Source passage -
☆ ☆ ☆
Metabolic profiling of Alzheimer's disease brains

Abstract

Alzheimer's disease (AD) is an irreversible, progressive brain disease and can be definitively diagnosed after death through an examination of senile plaques and neurofibrillary tangles in several brain regions. It is to be expected that changes in the concentration and/or localization of low-molecular-weight molecules are linked to the pathological changes that occur in AD, and determining their identity would provide valuable information regarding AD processes. Here, we propose definitive brain metabolic profiling using ultra-performance liquid chromatography coupled with electrospray time-of-flight mass spectrometry analysis. The acquired data were subjected to principal components analysis to differentiate the frontal and parietal lobes of the AD/Control groups. Significant differences in the levels of spermine and spermidine were identified using S-plot, mass spectra, databases and standards. Based on the investigation of the polyamine metabolite pathway, these data establish that the downstream metabolites of ornithine are increased, potentially implicating ornithine decarboxylase activity in AD pathology.
☆ ☆ ☆
Explore the material -
(1) List the means the Alzheimer's abstract says were used to identify the significant differences in spermine and spermidine levels.
(2) In the Alzheimer's abstract, what analysis was applied to the acquired data to differentiate the frontal and parietal lobes of the AD and Control groups?
(3) Extend the Alzheimer's brain metabolism abstract, starting after its final sentence.

Entries supplied -
☆ ☆ ☆
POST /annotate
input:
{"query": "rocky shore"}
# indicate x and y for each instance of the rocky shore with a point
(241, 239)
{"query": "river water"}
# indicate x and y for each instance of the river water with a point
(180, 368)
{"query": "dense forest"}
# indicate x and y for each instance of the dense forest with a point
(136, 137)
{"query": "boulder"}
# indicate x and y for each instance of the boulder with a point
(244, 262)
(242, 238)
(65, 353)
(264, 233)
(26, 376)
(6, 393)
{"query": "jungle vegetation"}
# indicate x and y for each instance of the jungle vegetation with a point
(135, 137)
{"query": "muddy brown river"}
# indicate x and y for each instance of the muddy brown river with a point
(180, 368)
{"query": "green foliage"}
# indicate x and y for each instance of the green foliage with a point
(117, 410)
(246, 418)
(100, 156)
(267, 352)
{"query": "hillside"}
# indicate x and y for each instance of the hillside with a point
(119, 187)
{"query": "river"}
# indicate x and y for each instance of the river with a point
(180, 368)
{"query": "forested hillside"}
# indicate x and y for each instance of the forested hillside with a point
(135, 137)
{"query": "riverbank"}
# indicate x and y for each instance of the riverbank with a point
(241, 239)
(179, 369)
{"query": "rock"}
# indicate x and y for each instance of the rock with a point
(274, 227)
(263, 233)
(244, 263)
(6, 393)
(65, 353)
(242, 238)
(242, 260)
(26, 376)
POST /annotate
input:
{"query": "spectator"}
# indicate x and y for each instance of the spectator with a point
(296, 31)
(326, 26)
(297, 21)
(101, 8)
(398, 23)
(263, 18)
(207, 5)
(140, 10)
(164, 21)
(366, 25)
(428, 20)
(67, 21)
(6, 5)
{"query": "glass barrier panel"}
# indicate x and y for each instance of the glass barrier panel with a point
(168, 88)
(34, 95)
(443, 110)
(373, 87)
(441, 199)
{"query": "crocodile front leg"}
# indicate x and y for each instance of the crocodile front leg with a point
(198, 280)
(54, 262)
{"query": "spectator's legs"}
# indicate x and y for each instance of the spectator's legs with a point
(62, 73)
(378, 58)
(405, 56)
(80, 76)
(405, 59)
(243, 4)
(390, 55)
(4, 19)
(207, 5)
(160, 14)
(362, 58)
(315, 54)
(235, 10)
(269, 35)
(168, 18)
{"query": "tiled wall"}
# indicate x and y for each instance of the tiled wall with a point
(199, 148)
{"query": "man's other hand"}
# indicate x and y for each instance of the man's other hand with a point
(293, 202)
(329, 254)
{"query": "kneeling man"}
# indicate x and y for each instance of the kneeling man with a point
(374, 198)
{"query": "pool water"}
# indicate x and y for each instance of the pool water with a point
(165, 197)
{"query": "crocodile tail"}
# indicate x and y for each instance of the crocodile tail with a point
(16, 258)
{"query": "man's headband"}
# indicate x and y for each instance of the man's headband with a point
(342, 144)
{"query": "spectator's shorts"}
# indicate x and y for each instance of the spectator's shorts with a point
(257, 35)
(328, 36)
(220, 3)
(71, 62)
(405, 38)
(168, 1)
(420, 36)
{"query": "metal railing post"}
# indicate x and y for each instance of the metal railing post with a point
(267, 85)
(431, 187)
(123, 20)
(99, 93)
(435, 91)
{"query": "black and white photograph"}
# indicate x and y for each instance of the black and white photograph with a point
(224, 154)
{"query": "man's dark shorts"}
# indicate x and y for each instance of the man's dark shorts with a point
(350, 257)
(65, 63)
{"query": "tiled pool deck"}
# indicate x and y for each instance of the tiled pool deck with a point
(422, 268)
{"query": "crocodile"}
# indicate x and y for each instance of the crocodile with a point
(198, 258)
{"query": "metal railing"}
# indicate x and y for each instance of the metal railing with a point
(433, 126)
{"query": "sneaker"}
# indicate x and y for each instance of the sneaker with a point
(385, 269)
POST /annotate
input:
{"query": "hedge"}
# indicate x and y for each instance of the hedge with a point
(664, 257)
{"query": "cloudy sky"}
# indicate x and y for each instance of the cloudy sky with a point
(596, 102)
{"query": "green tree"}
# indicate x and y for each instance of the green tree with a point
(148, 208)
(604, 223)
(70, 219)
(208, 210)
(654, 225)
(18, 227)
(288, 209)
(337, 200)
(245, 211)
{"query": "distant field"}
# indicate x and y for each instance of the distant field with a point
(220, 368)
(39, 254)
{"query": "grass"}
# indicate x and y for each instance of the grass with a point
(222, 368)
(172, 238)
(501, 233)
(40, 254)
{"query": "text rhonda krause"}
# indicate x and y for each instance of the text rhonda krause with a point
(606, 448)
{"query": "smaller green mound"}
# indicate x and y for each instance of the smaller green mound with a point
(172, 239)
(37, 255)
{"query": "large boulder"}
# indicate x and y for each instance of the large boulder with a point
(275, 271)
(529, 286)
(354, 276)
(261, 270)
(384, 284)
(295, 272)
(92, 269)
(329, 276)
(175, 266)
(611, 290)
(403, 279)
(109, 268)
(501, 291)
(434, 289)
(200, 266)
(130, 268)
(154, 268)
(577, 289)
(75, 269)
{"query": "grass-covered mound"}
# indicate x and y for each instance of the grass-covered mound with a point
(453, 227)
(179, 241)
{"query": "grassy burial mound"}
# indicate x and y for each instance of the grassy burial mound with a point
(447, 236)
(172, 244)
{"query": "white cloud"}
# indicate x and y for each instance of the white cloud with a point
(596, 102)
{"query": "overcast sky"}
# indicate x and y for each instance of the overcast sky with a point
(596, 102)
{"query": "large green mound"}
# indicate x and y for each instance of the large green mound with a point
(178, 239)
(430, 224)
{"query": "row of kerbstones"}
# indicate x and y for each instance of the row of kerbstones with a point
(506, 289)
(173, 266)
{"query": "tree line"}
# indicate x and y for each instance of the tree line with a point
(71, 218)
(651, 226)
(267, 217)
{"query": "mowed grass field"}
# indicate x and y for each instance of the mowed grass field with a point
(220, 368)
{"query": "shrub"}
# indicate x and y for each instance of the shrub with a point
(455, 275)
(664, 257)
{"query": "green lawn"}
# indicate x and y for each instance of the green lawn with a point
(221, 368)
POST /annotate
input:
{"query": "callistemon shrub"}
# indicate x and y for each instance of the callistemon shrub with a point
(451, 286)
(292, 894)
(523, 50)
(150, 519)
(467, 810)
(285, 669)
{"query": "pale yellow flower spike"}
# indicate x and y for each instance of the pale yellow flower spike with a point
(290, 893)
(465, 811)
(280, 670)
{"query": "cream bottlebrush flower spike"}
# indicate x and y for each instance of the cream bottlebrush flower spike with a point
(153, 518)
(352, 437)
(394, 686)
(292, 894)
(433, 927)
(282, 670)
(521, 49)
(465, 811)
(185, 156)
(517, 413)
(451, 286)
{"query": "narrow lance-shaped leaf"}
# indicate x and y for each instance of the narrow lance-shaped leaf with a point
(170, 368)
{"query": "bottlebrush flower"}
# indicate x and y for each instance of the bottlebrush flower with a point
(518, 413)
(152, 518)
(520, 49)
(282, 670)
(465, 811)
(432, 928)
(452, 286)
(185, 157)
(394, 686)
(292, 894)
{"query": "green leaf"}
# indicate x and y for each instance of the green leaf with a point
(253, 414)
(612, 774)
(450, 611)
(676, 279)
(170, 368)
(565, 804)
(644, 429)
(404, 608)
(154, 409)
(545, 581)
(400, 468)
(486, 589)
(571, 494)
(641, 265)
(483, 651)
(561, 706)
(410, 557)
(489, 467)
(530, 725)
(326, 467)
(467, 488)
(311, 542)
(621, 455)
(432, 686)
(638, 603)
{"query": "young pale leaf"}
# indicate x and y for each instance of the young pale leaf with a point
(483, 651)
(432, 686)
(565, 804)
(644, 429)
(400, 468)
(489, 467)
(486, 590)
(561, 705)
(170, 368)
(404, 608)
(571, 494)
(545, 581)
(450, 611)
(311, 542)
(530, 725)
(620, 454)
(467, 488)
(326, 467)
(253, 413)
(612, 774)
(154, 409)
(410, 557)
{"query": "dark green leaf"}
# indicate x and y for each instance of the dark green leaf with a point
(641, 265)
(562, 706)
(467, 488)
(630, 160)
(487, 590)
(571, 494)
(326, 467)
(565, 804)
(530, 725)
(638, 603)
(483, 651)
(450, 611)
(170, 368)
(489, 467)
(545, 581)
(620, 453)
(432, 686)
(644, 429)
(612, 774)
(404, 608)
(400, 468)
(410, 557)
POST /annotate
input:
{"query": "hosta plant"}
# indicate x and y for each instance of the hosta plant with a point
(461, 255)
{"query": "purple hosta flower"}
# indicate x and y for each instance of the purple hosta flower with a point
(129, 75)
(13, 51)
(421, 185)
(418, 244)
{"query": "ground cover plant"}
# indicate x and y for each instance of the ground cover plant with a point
☆ ☆ ☆
Answers to the exercises -
(1) S-plot, mass spectra, databases, standards

(2) Principal components analysis

(3)
Figure 1. The plaque/tangle pattern of Gallyas-Braak (GB) and Aβ/Tau staining from representative AD/Control brain tissues.

(a), Frontal lobe region from Control patient. (b), Parietal lobe region from Control patient. (c), Occipital lobe region from Control patient. (d), Frontal lobe region from AD patient. (e), Parietal lobe region from AD patient. (f), Occipital lobe region from AD patient. (g), Aβ staining from frontal lobe region (a). (h), Tau staining from frontal lobe region (a). For routine immunohistochemistry, an anti-human β amyloid antibody (Dako, mouse monoclonal, 1:30), an anti-human pTau antibody (INNOGENETICS, clone AT8 1:1000) were used for detection of plaque/tangle.

Figure 2. PCA score-plots and S-plots between AD and Control groups in each brain region (n = 10 for each sample).

(a), PCA score-plot of frontal lobe region (explained variance (R2): component 1, 0.32 and component 2, 0.49, and predictive ability (Q2): component 1, 0.22 and component 0.21). (b), PCA score-plot of parietal lobe region (R2: component 1, 0.3 and component 2, 0.45, and Q2: component 1, 0.21 and component 2, 0.17). (c), PCA score-plot of occipital lobe region (R2: component 1, 0.18 and component 2, 0.28, and Q2: component 1, 0.08 and component 2, 0.03). (d), S-plot of frontal lobe region. (e), S-plot of parietal lobe region. (f), S-plot of occipital lobe region.

Figure 3. UPLC-ESI/MS/MS with derivatization for the analysis of biogenic polyamine in the brain.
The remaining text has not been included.